**READING PASSAGE:**

============================================================

# Lowe 1236 Conversion



## sbm2240 (Apr 19, 2011)

I've been watching this site for over a year now and recently purchased a 2003 Lowe 1236. I've been a bass fisherman for years and have always fished on the 17-21' fiberglass bass boats. Between my counsins and brothers their are 5 bass boats in the family. I've always been a fan of the jon boat as it can get into the smaller ponds and is much easier to tow around with a small suv. After seeing some of the great jon to bass boat conversions on this site I made the purchase. 

I purchased the 1236 because of the longer beam. Me and my fishing buddies would be over 500lbs so stability was a concern. I've taken the boat out a few times already and i'm very happy with the stability and room we have. 

First step in my conversion is to add flooring, carpeting, and some storage. Right now i only have a 55lb transom mount TM, but will be purchasing a 4-10hp gas motor shortly. The TM is fine when fishing but is painfully slow when trying to get from one spot to another on the open water. 

I also want to THANK EVERYONE on this site for taking the time to post pictures and details of their projects. You ALL have given me some great ideas to not only design a bass fishing machine, but do it correctly the first time!

I will post pictures of the boat shortly...


----------



## sbm2240 (Apr 19, 2011)

The guy I bought if from was the original owner and provided me with the original purchase receipts from the dealer. The trailer however is a "home-made" utility trailer converted to a boat trailer. It does the job, however I will be purchasing a bunk boat trailer shortly.

============================================================

**OBJECTIVES:**
**a)** Summarize the Lowe 1236 thread in two sentences.
**b)** According to the Lowe 1236 thread, why did the poster choose the 1236?
**c)** Echo the part of the Lowe 1236 thread that opens with the words containing "I also want" and closes with "the first time!".

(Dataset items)
============================================================

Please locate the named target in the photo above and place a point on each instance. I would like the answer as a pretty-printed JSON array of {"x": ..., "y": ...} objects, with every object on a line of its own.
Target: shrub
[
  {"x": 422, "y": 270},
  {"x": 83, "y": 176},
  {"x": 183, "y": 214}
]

============================================================

**RESULTS OF THE TASKS:**
**a)** The poster bought a 2003 Lowe 1236 jon boat for its longer beam and plans to convert it into a bass fishing boat, starting with flooring, carpeting, and storage and soon adding a 4-10hp gas motor. The boat came from its original owner with the dealer's purchase receipts, but its home-made trailer will be replaced with a bunk boat trailer.

**b)** Because of its longer beam.

**c)**
I also want to THANK EVERYONE on this site for taking the time to post pictures and details of their projects. You ALL have given me some great ideas to not only design a bass fishing machine, but do it correctly the first time!